— Begin EXCERPT PROVIDED —

The idea of sexuality and gender as fluid, an accepted element of many Indigenous cultures, was something that Europeans did not understand, as Catlin’s disparaging and racist remarks in his journal indicate. When Monkman looked for a figure who could “live inside his work,” a person who could represent empowered Indigenous sexuality, study European settlers, and ultimately reverse their gaze, Miss Chief Eagle Testickle—or Miss Chief for short—was born. The name is a play on the words “mischief” and “egotistical.” Early on, Monkman also incorporated the name “Cher” (or “Share”), a reimagining of the pop star and gay icon, who the artist noted “had her ‘half-breed’ phase which was glamorous and it was gender bending at the same time.” In the video for the 1973 hit song “Half-Breed,” Cher is seen riding a horse, wearing a white feathered headdress and beaded breastplate and loincloth.
Another significant element not lost on Monkman was Catlin’s fondness for inserting himself into his pictures as a handsome and heroic central player. Miss Chief’s own presence in Monkman’s work was announced subtly, prior to her appearance. Her signature appeared as author of the painting Ceci n’est pas une pipe, 2001 (the title of which alludes to a famous work of the same name by the Belgian surrealist René Magritte [1898–1967]), in the form of the initials S.E.T. (Share Eagle Testickle), and her spirit was insinuated in the composition’s sexually explicit image of an “Indian” warrior mounting a cowboy.
The first visual record of Miss Chief is in Portrait of the Artist as Hunter, 2002, where nearly naked Indigenous riders on horseback race into a herd of buffalo across a majestic prairie landscape. Whereas artists like John Mix Stanley, Paul Kane, or Catlin would have portrayed such a scene as a lament for the past, Monkman transforms it through the inclusion of two distinctive figures: a cowboy (naked except for chaps), who is being pursued by Miss Chief, the diva warrior wearing a pink headdress, fluttering loincloth, and stiletto heels. She makes another poignant appearance in Study for Artist and Model, 2003, a work that can be considered a self-portrait (it is signed with the initials S.E.T.). Positioned with her back to the viewer, she is painting a glyph of her model on a piece of birchbark. At this point in Monkman’s career, Miss Chief becomes firmly established as the “other self.” His identity is subsumed into hers, and the relationship between artist and subject becomes ambiguously ever changing.
Like the Cree trickster wîsahkêcâhk, whose adventures are mischievous, Miss Chief is a supernatural being, a friend of humankind who questions and disrupts ways of thinking for the better good. She can choose any disguise or form, travel through time, and use her sexuality to disempower the colonizer. For Monkman, Miss Chief is part of the Cree worldview and broader Indigenous notions of the sacred.
Although he is an urban Indigenous person influenced by mainstream gay culture, Monkman situates Miss Chief not as a drag performer but as a Two Spirit figure grounded in Indigenous ways of knowing. His goal of challenging the accounts of Indigenous histories as told by colonizers is realized through the lens of Miss Chief. She becomes the narrator of her own imagined autobiography in which she can reverse the gaze of the colonizers by proposing an equally false history—one full of assumption, mischaracterization, and fetishization.

— End EXCERPT PROVIDED —

■ TASKS TO COMPLETE ■
A. According to the passage on Monkman's Miss Chief, which two words does her name play on?
B. From the passage on Monkman's Miss Chief, reproduce the text between "The idea of" and "breastplate and loincloth.", inclusive.
C. Pick up the passage on Monkman's Miss Chief where it stops and write on from there.

— Begin RECORDS PROVIDED —

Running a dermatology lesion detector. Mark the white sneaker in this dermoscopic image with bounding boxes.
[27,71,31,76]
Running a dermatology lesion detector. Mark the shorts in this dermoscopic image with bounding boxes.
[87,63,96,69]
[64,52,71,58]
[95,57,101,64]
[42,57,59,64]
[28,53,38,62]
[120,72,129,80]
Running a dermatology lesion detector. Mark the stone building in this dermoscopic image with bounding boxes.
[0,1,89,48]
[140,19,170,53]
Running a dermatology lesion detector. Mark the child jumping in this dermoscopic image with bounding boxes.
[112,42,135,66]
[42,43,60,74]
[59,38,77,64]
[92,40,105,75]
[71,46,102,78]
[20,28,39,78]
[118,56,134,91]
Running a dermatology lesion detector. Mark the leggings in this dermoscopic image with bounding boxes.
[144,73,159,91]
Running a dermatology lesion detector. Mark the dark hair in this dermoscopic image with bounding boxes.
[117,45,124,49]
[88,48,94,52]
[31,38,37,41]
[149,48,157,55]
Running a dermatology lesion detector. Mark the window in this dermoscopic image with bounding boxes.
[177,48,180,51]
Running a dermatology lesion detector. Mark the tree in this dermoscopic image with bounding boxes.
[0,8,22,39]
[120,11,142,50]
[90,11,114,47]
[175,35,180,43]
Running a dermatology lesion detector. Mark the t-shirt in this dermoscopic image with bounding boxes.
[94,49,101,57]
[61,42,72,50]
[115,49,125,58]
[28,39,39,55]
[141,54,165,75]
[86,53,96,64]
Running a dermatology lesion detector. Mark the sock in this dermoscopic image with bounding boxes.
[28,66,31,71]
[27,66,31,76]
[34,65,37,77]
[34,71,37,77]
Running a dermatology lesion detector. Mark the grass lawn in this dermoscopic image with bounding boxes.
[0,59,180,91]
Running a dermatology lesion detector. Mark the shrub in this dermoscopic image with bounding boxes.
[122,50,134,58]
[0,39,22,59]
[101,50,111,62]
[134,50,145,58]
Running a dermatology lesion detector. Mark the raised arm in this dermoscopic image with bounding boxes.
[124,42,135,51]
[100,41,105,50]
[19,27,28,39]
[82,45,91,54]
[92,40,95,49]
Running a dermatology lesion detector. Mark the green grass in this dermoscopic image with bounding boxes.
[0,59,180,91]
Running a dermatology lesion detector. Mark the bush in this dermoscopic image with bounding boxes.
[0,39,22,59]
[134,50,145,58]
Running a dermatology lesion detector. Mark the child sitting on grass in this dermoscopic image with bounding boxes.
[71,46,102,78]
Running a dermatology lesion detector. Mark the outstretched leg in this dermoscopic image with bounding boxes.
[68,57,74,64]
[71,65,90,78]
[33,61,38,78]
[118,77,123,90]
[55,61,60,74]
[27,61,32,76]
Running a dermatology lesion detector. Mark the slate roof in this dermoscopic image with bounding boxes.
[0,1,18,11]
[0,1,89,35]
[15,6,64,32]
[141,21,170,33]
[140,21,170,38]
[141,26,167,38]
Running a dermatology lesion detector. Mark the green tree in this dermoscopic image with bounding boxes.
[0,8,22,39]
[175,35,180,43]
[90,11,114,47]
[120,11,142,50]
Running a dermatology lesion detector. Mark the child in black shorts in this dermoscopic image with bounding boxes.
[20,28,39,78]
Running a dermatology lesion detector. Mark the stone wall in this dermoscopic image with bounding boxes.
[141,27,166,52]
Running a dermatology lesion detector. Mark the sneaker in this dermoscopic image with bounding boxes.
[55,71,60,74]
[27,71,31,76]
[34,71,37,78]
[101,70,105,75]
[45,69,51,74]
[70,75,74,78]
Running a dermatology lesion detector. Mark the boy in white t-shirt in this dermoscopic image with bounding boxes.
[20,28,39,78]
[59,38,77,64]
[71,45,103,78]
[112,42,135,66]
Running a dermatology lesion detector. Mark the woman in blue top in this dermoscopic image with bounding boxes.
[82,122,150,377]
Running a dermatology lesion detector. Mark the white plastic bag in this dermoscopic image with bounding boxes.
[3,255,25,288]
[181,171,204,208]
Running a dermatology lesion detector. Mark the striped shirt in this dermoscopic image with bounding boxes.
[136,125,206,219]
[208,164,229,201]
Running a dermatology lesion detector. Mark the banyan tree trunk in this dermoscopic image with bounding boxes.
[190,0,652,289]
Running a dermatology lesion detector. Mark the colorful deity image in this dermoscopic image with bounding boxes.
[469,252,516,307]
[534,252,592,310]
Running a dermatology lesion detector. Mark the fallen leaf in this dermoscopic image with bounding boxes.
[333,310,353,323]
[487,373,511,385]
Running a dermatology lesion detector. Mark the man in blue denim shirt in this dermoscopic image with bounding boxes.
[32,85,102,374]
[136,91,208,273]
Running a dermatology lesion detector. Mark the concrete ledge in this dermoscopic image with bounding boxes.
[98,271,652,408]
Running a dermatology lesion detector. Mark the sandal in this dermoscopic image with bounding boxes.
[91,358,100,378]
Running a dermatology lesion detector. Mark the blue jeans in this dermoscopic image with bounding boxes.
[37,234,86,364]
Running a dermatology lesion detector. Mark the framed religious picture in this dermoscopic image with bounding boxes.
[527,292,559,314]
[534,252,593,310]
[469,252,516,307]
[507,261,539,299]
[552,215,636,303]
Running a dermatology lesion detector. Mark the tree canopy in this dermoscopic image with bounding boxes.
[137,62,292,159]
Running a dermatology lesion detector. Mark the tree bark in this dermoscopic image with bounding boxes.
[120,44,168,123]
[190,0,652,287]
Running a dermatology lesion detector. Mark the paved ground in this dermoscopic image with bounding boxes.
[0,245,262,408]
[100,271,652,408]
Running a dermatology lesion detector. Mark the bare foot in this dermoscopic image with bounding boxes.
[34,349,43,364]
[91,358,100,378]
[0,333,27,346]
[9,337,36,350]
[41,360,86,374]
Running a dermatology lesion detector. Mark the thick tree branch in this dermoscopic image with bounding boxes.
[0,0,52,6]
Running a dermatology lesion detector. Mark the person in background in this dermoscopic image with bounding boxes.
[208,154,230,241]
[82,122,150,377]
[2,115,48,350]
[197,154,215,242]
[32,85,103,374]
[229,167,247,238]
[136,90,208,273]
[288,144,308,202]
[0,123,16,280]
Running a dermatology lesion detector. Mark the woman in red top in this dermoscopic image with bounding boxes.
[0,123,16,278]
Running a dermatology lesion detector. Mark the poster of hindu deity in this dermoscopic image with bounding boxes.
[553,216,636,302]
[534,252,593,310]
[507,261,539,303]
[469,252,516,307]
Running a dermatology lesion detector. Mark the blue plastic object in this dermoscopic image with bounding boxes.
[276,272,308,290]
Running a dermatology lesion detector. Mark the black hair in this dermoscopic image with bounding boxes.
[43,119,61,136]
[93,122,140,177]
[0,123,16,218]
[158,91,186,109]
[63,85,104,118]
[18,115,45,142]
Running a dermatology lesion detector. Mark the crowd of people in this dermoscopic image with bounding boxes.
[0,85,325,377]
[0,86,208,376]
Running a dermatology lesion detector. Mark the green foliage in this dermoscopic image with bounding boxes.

— End RECORDS PROVIDED —

■ PER-TASK OUTPUTS ■
A. "Mischief" and "egotistical."

B.
The idea of sexuality and gender as fluid, an accepted element of many Indigenous cultures, was something that Europeans did not understand, as Catlin’s disparaging and racist remarks in his journal indicate. When Monkman looked for a figure who could “live inside his work,” a person who could represent empowered Indigenous sexuality, study European settlers, and ultimately reverse their gaze, Miss Chief Eagle Testickle—or Miss Chief for short—was born. The name is a play on the words “mischief” and “egotistical.” Early on, Monkman also incorporated the name “Cher” (or “Share”), a reimagining of the pop star and gay icon, who the artist noted “had her ‘half-breed’ phase which was glamorous and it was gender bending at the same time.” In the video for the 1973 hit song “Half-Breed,” Cher is seen riding a horse, wearing a white feathered headdress and beaded breastplate and loincloth.

C.
Residencies and Performances
In 2004, Monkman accepted an invitation for a weekend residency at the McMichael Canadian Art Collection in Kleinburg, Ontario. The opportunity came soon after a controversial dispute about the museum’s mandate between the McMichael’s board of directors and its founders Robert and Signe McMichael. The McMichael, billed as “the spiritual home of the Group of Seven,” was known for its conservative approach, embodying the canon of what the institution thought constituted Canadian identity through a focus on landscape. Contemporary art was not a priority. In addition, although the McMichael was one of the first museums to exhibit and collect contemporary Indigenous work, it separated pieces by leading artists such as Alex Janvier, Norval Morrisseau (1931–2007), Daphne Odjig (1919–2016), Carl Ray (1943–1978), Allen Sapp (1928–2015), and Bill Reid (1920–1998) from the rest of the collection.
During his residency, Monkman toured the First Peoples Gallery and came across the silent film In the Land of the Head Hunters, 1914, by the American photographer Edward S. Curtis (1868–1952), whose documentaries have been criticized for inaccurate portrayals of Indigenous life seen from the perspective of a colonizer. This film was a fictionalization of the world of Kwakwaka’wakw peoples of the Queen Charlotte Strait region of the central coast of British Columbia.
It was an opportune time for Miss Chief to intervene in Curtis’s story. She made her first physical appearance in the performance (2004) and film (2005) Group of Seven Inches, co-directed by and produced with Monkman’s long-time collaborator Gisèle Gordon. Echoing early Super 8 silent films, it stars Monkman as Miss Chief. Fashionably dressed in a feathered headdress, platform shoes, and a diaphanous breechcloth, she rides a horse into the grounds of the McMichael, encounters two white men dressed in moccasins and breechcloth, takes them into the Tom Thomson shack (a historic building on the property), dresses them in European costumes, and paints their portraits. Miss Chief effectively mocks the artists and diarists who were both fascinated by and exploitative of Indigenous peoples. Here, the white men act like well-behaved children and do everything that Miss Chief wants. The reversal is also evident in Miss Chief’s sexually charged identity, which displays both hyperfemininity and masculine authority.
In 2005, Monkman brought Miss Chief ’s performance Taxonomy of the European Male to Compton Verney, a museum in Warwickshire, England, for a group show co-curated by Cree art historian Richard William Hill. Miss Chief arrived at the museum on horseback and encountered Robin Hood and Friar Tuck along the way, both of whom she subsequently engaged in an archery match. Monkman referred to these performances as “Colonial Art Space Interventions.” With this work of performance art as well as Group of Seven Inches, Monkman drew on his early-career years when he worked in set and costume design.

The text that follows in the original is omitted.